Page extract START
Life doesn’t end when a person moves into a retirement home, so it is important to offer residents with interesting and stimulating activities as part of maintaining or improving their quality of life. Sometimes recreational therapists and activities directors sometimes need some inspiration that will meet the needs of different people there.
Activities, either in groups or individually, fall under one or more of three basic categories: social, physical, and crafts. Social activities are meant to keep residents and visitors entertained and engaged. They also often offer mental and physical benefits as well. Physical activities are meant to promote mental and physical health.
Read on for some activities you can expect at a retirement home, or some inspiration if you’re in need of some fresh activities to offer your residents.
Weather permitting, of course, you can set up a grilling area outside if you don’t already have one. If you don’t have enough grassy area, consider a tailgate party where you section off a portion of the parking lot and do it there. Cook hamburgers, hot dogs, and sausages and coordinate with the kitchen staff to offer some side dishes like cole slaw, lettuce salad, potato salad, and fresh fruit. Bring out some tables or use picnic tables where residents can eat, and if they’re up for it, you can also play some outdoor games.
2. Birthday Parties
Birthday parties offer a great opportunity to offer or take part in different activities. Room decoration, cake baking and decoration, and party games are just a few of the different ways to get residents busy. The party might be private for the resident and his or her family members and closest friends, or open to all of the fellow residents. The socialization aspect will be beneficial for the honouree as well as the guests.
Page extract END
Raw data START
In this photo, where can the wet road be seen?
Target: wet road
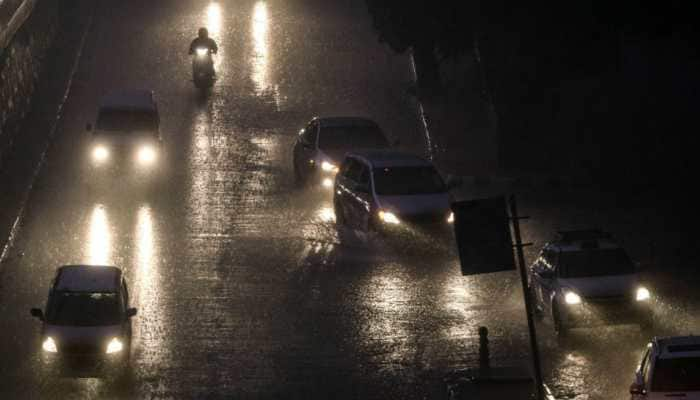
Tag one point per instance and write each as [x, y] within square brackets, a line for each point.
[243, 287]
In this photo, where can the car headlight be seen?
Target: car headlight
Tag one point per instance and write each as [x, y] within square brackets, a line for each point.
[115, 346]
[643, 294]
[328, 167]
[100, 153]
[49, 345]
[389, 217]
[572, 298]
[146, 155]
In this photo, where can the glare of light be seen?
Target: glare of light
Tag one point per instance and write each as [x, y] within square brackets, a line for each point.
[213, 19]
[572, 298]
[389, 217]
[99, 237]
[326, 214]
[100, 153]
[146, 155]
[643, 294]
[260, 58]
[328, 167]
[49, 345]
[115, 346]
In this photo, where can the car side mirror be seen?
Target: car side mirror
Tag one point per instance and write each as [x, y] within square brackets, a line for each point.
[638, 389]
[37, 313]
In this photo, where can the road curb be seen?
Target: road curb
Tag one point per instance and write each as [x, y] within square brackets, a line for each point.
[49, 141]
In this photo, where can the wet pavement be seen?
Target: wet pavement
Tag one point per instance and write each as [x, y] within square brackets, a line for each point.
[243, 286]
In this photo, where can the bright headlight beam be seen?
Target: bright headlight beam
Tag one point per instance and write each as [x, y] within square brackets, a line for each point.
[49, 345]
[100, 153]
[328, 167]
[572, 298]
[389, 218]
[643, 294]
[114, 346]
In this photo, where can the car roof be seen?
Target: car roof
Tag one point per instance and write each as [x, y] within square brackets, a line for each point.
[677, 346]
[580, 240]
[129, 99]
[390, 158]
[344, 121]
[88, 278]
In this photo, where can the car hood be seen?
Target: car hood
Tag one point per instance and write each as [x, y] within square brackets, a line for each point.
[70, 335]
[416, 204]
[602, 286]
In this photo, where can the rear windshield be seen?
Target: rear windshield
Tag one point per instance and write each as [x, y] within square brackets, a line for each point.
[594, 262]
[127, 120]
[399, 181]
[84, 309]
[355, 137]
[676, 375]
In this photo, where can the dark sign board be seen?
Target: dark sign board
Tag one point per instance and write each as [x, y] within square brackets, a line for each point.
[482, 231]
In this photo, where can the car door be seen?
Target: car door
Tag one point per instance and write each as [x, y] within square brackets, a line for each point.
[305, 148]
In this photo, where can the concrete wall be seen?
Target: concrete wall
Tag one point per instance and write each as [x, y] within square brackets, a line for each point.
[21, 62]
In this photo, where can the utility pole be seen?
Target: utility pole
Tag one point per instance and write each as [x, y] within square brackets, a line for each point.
[536, 364]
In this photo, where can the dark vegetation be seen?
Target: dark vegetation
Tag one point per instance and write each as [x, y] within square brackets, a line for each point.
[608, 90]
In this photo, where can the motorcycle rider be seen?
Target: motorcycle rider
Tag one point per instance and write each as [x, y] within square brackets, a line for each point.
[203, 40]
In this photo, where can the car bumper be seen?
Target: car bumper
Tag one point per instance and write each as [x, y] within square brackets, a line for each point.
[605, 313]
[84, 365]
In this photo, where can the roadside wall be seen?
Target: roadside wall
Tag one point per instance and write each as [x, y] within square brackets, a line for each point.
[21, 62]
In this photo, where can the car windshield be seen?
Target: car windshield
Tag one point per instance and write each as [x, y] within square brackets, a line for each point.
[356, 137]
[594, 262]
[397, 181]
[676, 375]
[127, 120]
[84, 309]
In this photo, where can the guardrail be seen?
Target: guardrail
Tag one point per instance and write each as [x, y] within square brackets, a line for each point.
[21, 14]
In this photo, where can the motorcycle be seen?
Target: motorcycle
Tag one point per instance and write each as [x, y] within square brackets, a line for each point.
[203, 68]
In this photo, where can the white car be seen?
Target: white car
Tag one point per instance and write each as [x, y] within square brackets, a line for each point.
[390, 191]
[126, 135]
[585, 278]
[322, 144]
[86, 328]
[670, 369]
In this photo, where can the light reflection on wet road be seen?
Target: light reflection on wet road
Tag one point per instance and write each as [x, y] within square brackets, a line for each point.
[243, 286]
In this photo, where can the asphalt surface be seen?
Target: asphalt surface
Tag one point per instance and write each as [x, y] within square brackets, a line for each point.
[243, 286]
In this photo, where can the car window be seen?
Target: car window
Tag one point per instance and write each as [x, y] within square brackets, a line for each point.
[676, 375]
[121, 120]
[355, 137]
[397, 181]
[84, 309]
[594, 262]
Raw data END
_Questions to answer_:
A. Rename "crafts" as "arts and crafts" in the retirement home activities text, and give again the part that opens with the words containing "Activities, either in" and closes with "and physical health.".
B. Take the retirement home activities text further from where it stops.

_Task-by-task answers_:
A.
Activities, either in groups or individually, fall under one or more of three basic categories: social, physical, and arts and crafts. Social activities are meant to keep residents and visitors entertained and engaged. They also often offer mental and physical benefits as well. Physical activities are meant to promote mental and physical health.

B.
3. Card Games and Board Games
Residents can group together according to friendships or randomly in order to play games at varying levels, from Yahtzee to Bingo, Poker, Monopoly, Bridge, Cribbage, and even Candy Land. The great thing about cards and board games is they are social while also benefitting the residents’ cognitive abilities.
4. Exercise Classes
Exercise classes might range from gentle calisthenics, yoga, and even the Wii Fit gaming system that helps encourage participants stay active. Kicking and bouncing beach balls is possible even for those seated residents, and exercises can be tailored to each person’s level of ability and range of motion.
5. Stretching or Resistance Training
Residents might use small hand weights or resistant bands to help stretch, strengthen, and tone their arms and legs. Weight-bearing exercises like squats and lunges help protect from osteoporosis.
6. Pet Therapy
This is a great chance for trained volunteers and their certified therapy pets to visit the residents. Holding a fluffy bunny or guinea pig, or petting a cat or dog can be very calming and therapeutic for animal lovers.
People who move into retirement homes often miss the sense of accomplishment that gardening can provide. If the space is available, gardening is a fantastic physical activity that gets participants out in the fresh air and sunshine. Whether it be an herb, fruit, flower, or ornamental garden, residents will enjoy tending it, either alone or alongside volunteers.
Crafts offer the chance to maintain or improve manual dexterity and are highly entertaining for residents who participate. In addition, residents can feel a sense of accomplishment and pride upon finishing. Just a few of the kinds of crafts you might see include rug hooking, painting, sewing, crocheting and knitting, leather crafts, and beading.